◆ **What you will do**
1 – Name every way the text on calories and alcohol says a small amount of alcohol leaves the body.
2 – Transcribe everything in the text on calories and alcohol from "Calories provide energy" down to "do their job.".

◆ **Provided text**
#####

Calories provide energy for our bodies to function. We get calories from carbohydrates, protein, fat, and alcohol. For each gram, you get a set number of calories.

 

1 gram Calories
Carbohydrates 4
Protein 4
Fat 9
Alcohol 7

 

The vitamin, mineral, and water content add to the nutritional value for each of these nutrients but do not provide any calories. The key to a healthy diet is to spend your calories on foods that provide a variety of vitamins and minerals without a lot of calories. Alcohol can do the exact opposite of this. It doesn’t provide a lot of vitamins and minerals and you can easily get an entire meal’s worth of calories from a few cocktails! Alcohol interferes with how your body processes and stores nutrients so the healthy foods that you do eat don’t get to do their job.

 

Once alcohol is in your system, your body makes metabolizing it a priority. That means that it will stop metabolizing anything else in order to first get the alcohol metabolized. The reason for this is because unlike protein, carbohydrates, and fat, there is nowhere for alcohol to be stored in our body so it has be metabolized first.

Once alcohol enters your stomach, up to 20% of it can be absorbed there and go directly into your bloodstream. Within minutes, alcohol will reach your brain and give the feeling of being a stimulant. No other nutrient is able to do this. The remaining alcohol goes to your intestines and is absorbed there with the rest of the nutrients. A small amount of alcohol is excreted through sweat, saliva, urine, and your breath, which is how it is detected by a Breathalyzer.

#####

◆ **Dataset content**
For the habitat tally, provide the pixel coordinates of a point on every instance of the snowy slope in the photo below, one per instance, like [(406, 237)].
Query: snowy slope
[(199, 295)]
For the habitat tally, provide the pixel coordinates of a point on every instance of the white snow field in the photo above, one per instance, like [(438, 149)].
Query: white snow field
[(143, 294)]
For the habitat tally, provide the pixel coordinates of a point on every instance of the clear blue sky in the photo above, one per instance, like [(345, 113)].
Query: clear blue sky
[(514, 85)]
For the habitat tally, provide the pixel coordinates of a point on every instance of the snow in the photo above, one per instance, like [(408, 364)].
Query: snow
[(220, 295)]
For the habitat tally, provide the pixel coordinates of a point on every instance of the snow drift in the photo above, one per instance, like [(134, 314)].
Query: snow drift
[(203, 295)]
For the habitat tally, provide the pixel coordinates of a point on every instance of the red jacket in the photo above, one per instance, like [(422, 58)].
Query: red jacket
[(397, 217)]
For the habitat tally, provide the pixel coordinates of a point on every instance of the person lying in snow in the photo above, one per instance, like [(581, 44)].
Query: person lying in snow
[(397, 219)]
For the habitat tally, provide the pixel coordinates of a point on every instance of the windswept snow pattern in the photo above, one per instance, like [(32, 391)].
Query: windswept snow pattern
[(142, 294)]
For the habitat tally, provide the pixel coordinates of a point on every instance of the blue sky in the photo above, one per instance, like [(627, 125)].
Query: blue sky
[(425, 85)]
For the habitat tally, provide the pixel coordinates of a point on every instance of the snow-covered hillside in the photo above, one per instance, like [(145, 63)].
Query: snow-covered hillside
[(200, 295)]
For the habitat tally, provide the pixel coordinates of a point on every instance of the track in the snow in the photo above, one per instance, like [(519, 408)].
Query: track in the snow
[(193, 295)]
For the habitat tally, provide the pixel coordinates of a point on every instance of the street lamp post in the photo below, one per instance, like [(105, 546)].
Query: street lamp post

#####

◆ **Expected responses**
1 –
- Sweat
- Saliva
- Urine
- Breath

2 –
Calories provide energy for our bodies to function. We get calories from carbohydrates, protein, fat, and alcohol. For each gram, you get a set number of calories.

 

1 gram Calories
Carbohydrates 4
Protein 4
Fat 9
Alcohol 7

 

The vitamin, mineral, and water content add to the nutritional value for each of these nutrients but do not provide any calories. The key to a healthy diet is to spend your calories on foods that provide a variety of vitamins and minerals without a lot of calories. Alcohol can do the exact opposite of this. It doesn’t provide a lot of vitamins and minerals and you can easily get an entire meal’s worth of calories from a few cocktails! Alcohol interferes with how your body processes and stores nutrients so the healthy foods that you do eat don’t get to do their job.